## Exercise tasks
**a.** According to the Opacus DP patch, what padding value is used when CTXSEQ is collated as padded dense tensors for DP training?
**b.** Write the next part of the Opacus DP patch, picking up right after its last line.

## Source text
* * * * *
From e0afbb690099149c162ec75492afc14ea9ee4d81 Mon Sep 17 00:00:00 2001
From: Cursor Agent <cursoragent@cursor.com>
Date: Wed, 6 May 2026 06:02:04 +0000
Subject: [PATCH 3/3] fix(tabular): avoid NestedTensor CTXSEQ batches when
 using Opacus DP

Opacus 1.x per-sample gradient hooks hit NotImplementedError on NestedTensorCPU
(aten::new_empty). For DP training, collate CTXSEQ as padded dense tensors with -1
padding; SequentialContextEmbedders already masks -1 and maps to embedding index 0.

Non-DP sequential training keeps nested CTXSEQ collate for unchanged behavior.

Co-authored-by: Michi Platzer <michael.platzer@gmail.com>
---
 mostlyai/engine/_tabular/argn.py     |  3 +-
 mostlyai/engine/_tabular/training.py | 46 +++++++++++++++++++++-------
 2 files changed, 37 insertions(+), 12 deletions(-)

diff --git a/mostlyai/engine/_tabular/argn.py b/mostlyai/engine/_tabular/argn.py
index b26d8a89..bb483388 100644
--- a/mostlyai/engine/_tabular/argn.py
+++ b/mostlyai/engine/_tabular/argn.py
@@ -289,7 +289,8 @@ def forward(self, x) -> tuple[dict[str, torch.Tensor], torch.Tensor]:
         mask = None
         for sub_col in self.cardinalities:
             xs = torch.as_tensor(x[sub_col], device=self.device)
-            xs = torch.nested.to_padded_tensor(xs, padding=-1)
+            if xs.is_nested:
+                xs = torch.nested.to_padded_tensor(xs, padding=-1)
             mask = (xs != -1).squeeze(-1)
             xs = torch.where(xs == -1, torch.tensor(0), xs)
             xs = self.get(sub_col)(xs)
diff --git a/mostlyai/engine/_tabular/training.py b/mostlyai/engine/_tabular/training.py
index ea87dbb8..204632e9 100644
--- a/mostlyai/engine/_tabular/training.py
+++ b/mostlyai/engine/_tabular/training.py
@@ -138,10 +138,20 @@ class BatchCollator:
     For sequence data, it will sample subsequences with lengths up to max_sequence_window.
     """
 
-    def __init__(self, is_sequential: bool, max_sequence_window: int | None, device: torch.device):
+    def __init__(
+        self,
+        is_sequential: bool,
+        max_sequence_window: int | None,
+        device: torch.device,
+        *,
+        use_nested_ctxseq: bool = True,
+    ):
         self.is_sequential = is_sequential
         self.max_sequence_window = max_sequence_window
         self.device = device
+        # Opacus per-sample gradients do not support NestedTensor on CPU/CUDA; use padded
+        # dense tensors for CTXSEQ when training with DP (see test_tabular_sequential DP path).
+        self.use_nested_ctxseq = use_nested_ctxseq
 
     def __call__(self, batch: list[dict]) -> dict[str, torch.Tensor]:
         batch = pd.DataFrame(batch)
@@ -177,15 +187,26 @@ def _convert_to_tensors(self, batch: pd.DataFrame) -> dict[str, torch.Tensor]:
                     dim=-1,
                 )
* * * * *
## Information shown
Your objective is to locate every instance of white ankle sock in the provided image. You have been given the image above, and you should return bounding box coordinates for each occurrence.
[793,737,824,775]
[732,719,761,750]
* * * * *
## Results of the exercise
**a.** -1

**b.**
             elif column.startswith(CTXSEQ):
-                # construct row tensors and convert the list to nested column tensor
-                tensors[column] = torch.unsqueeze(
-                    torch.nested.as_nested_tensor(
-                        [torch.tensor(row, dtype=torch.int64, device=self.device) for row in batch[column]],
-                        dtype=torch.int64,
-                        device=self.device,
-                    ),
-                    dim=-1,
-                )
+                if self.use_nested_ctxseq:
+                    # construct row tensors and convert the list to nested column tensor
+                    tensors[column] = torch.unsqueeze(
+                        torch.nested.as_nested_tensor(
+                            [torch.tensor(row, dtype=torch.int64, device=self.device) for row in batch[column]],
+                            dtype=torch.int64,
+                            device=self.device,
+                        ),
+                        dim=-1,
+                    )
+                else:
+                    # padded batch (variable-length rows); -1 marks padding (matches SequentialContextEmbedders)
+                    tensors[column] = torch.unsqueeze(
+                        torch.tensor(
+                            np.array(list(zip_longest(*batch[column], fillvalue=-1))).T,
+                            dtype=torch.int64,
+                            device=self.device,
+                        ),
+                        dim=-1,
+                    )
         return tensors
 
     @staticmethod
@@ -544,7 +565,10 @@ def train(
 
         # and see if it's possible to make it compatible with DP
         batch_collator = BatchCollator(
-            is_sequential=is_sequential, max_sequence_window=max_sequence_window, device=device
+            is_sequential=is_sequential,
+            max_sequence_window=max_sequence_window,
+            device=device,
+            use_nested_ctxseq=not with_dp,
         )
         disable_progress_bar()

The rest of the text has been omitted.